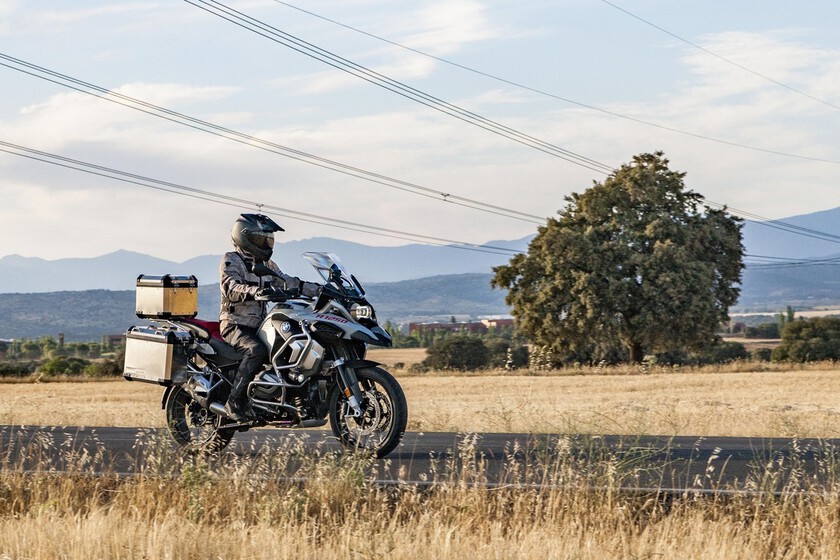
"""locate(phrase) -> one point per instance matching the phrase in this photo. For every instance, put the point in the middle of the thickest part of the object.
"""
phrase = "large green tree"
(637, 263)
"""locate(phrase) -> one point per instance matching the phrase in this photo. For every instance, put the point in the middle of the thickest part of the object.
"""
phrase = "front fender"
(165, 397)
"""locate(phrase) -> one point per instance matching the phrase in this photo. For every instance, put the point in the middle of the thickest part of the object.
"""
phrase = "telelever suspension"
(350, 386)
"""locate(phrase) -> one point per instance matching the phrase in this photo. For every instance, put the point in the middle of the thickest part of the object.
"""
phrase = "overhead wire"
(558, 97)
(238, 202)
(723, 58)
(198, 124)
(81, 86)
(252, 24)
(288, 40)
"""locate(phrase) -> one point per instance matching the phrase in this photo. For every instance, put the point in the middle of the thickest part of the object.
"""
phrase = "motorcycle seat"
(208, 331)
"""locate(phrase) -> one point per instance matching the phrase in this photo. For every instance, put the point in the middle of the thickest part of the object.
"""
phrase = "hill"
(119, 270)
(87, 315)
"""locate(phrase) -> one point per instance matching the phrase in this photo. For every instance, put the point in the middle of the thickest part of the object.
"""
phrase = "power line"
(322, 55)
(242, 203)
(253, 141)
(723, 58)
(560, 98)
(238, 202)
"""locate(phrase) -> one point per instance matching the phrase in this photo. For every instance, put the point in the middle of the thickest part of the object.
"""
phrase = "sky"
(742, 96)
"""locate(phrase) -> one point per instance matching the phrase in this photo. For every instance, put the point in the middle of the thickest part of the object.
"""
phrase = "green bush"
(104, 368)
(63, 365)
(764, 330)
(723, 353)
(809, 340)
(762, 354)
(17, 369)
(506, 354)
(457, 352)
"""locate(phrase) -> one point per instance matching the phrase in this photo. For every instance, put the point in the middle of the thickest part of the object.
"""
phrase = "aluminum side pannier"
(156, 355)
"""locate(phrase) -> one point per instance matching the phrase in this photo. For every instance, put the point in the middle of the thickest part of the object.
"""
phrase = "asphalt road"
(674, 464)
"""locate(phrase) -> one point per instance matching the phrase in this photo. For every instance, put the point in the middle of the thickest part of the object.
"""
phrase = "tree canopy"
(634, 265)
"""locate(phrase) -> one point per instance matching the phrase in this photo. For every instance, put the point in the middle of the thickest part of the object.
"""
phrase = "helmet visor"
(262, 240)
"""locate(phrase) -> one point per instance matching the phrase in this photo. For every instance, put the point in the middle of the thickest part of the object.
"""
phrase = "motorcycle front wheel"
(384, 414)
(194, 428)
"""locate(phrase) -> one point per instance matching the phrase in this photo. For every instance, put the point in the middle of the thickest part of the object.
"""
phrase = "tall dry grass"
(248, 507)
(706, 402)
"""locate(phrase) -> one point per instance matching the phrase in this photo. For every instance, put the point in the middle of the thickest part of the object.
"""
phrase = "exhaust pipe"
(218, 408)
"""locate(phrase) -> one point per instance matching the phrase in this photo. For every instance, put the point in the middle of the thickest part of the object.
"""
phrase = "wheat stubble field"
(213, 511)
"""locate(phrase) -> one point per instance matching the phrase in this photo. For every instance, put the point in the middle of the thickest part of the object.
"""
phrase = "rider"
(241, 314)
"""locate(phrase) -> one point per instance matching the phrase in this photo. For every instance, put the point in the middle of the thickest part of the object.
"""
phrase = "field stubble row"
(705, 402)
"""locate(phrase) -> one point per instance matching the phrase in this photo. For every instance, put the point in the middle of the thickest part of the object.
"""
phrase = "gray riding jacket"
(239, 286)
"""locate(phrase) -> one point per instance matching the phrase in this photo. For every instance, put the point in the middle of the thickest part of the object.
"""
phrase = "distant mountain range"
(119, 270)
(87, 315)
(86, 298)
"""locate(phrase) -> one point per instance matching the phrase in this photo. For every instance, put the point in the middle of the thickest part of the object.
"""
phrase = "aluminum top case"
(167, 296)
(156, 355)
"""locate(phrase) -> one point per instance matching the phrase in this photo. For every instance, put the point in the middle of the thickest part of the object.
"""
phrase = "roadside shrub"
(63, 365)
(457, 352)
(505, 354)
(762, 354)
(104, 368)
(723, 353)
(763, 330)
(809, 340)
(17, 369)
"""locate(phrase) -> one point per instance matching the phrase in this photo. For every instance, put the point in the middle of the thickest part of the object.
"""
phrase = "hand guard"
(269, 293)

....

● **Written request**:
Reproduce every record above exactly, omitting the pictures.

● **Answer to this task**:
"""locate(phrase) -> one point per instance matching the phrase in this photo. For every instance, put the point in the middle of the thickest part of the object.
"""
phrase = "large green tree"
(637, 263)
"""locate(phrase) -> one point per instance matching the phrase in this photo. For every instance, put the point in the middle of the thickest part of the object.
"""
phrase = "front fender"
(165, 397)
"""locate(phrase) -> one point per instance matching the phrase in this photo. For every instance, put the point in the middle of the thickest part of the object.
"""
phrase = "telelever suspension"
(350, 386)
"""locate(phrase) -> one point per instance matching the phrase in this photo. For every instance, put the point in the middle of the thickest part of the object.
"""
phrase = "overhead wire"
(558, 97)
(238, 202)
(723, 58)
(198, 124)
(81, 86)
(252, 24)
(288, 40)
"""locate(phrase) -> one point per instance matching the phrase in this photo. For every instance, put the point in the middle of the thickest part of the object.
"""
phrase = "motorcycle seat"
(208, 331)
"""locate(phrase) -> one point per instance matching the phrase in this photo. For every instance, put the point in the middle of the thickest part of the object.
"""
phrase = "hill"
(119, 270)
(87, 315)
"""locate(phrase) -> one point per instance matching the phrase in this photo. For every instance, put the point in the middle of the thickest part of the object.
"""
phrase = "power line"
(322, 55)
(242, 203)
(253, 141)
(723, 58)
(560, 98)
(238, 202)
"""locate(phrase) -> one point per instance matching the phrase in this photo. For every instance, put the point in the middle of the thickest part of the object.
"""
phrase = "sky"
(742, 96)
"""locate(phrase) -> one point per instance matching the phrase in this photo. For every instance, put the point in the middle of the thickest part of the object.
"""
phrase = "green bush"
(104, 368)
(63, 365)
(764, 330)
(723, 353)
(809, 340)
(762, 354)
(17, 369)
(506, 354)
(457, 352)
"""locate(phrase) -> one point per instance matching the phrase in this photo. For every instance, put the point in the middle of the thickest part of the object.
"""
phrase = "aluminum side pannier"
(156, 355)
"""locate(phrase) -> one point per instance matching the phrase in this photo. For every instance, put the point in the middle of the thickest part of the object.
"""
phrase = "asphalt road"
(674, 464)
"""locate(phrase) -> one point per instance matching the phrase in this photo. For every instance, put the point in the middle of the thickest part of the object.
"""
phrase = "tree canopy"
(634, 265)
"""locate(phrase) -> one point per instance matching the phrase in this photo. For every instance, put the point in the middle of the thickest part of the object.
"""
phrase = "helmet visor"
(262, 240)
"""locate(phrase) -> one point per instance matching the phrase in this photo. For every instance, put the point in the middle of the thickest part of the object.
"""
phrase = "motorcycle front wheel"
(384, 414)
(194, 428)
"""locate(phrase) -> one point per instance matching the phrase in this photo. For every instance, put the point in the middle of the thickest part of the object.
"""
phrase = "tall dry grass"
(248, 507)
(706, 402)
"""locate(phrase) -> one point per instance matching the phrase in this photo. For every instance, put the point in the middle of the thickest part of the object.
"""
phrase = "exhaust pipe"
(218, 408)
"""locate(phrase) -> one point per instance matching the phrase in this photo. For every instance, put the point in the middle of the thickest part of the object.
"""
phrase = "wheat stubble field"
(213, 511)
"""locate(phrase) -> one point per instance matching the phrase in this photo. For every instance, put the point in the middle of the thickest part of the object.
"""
phrase = "rider"
(241, 314)
"""locate(phrase) -> one point per instance matching the phrase in this photo. For every instance, put the point in the middle of the thickest part of the object.
"""
phrase = "field stubble row"
(705, 402)
"""locate(phrase) -> one point per instance matching the phrase in this photo. For every instance, put the point in the middle of the thickest part of the object.
"""
phrase = "gray riding jacket"
(239, 286)
"""locate(phrase) -> one point per instance matching the phrase in this photo. For every instance, put the point in the middle of the thickest part of the object.
"""
phrase = "distant mountain range"
(119, 270)
(87, 315)
(86, 298)
"""locate(phrase) -> one point per instance matching the phrase in this photo. For every instance, put the point in the middle of the thickest part of the object.
"""
phrase = "aluminum top case"
(167, 296)
(156, 355)
"""locate(phrase) -> one point per instance matching the phrase in this photo. For every instance, put the point in the middle of the thickest part of the object.
"""
phrase = "roadside shrub"
(63, 365)
(457, 352)
(505, 354)
(762, 354)
(104, 368)
(723, 353)
(763, 330)
(809, 340)
(17, 369)
"""locate(phrase) -> one point per instance matching the phrase in this photo. For every instance, put the point in the middle of the thickest part of the object.
"""
phrase = "hand guard"
(269, 293)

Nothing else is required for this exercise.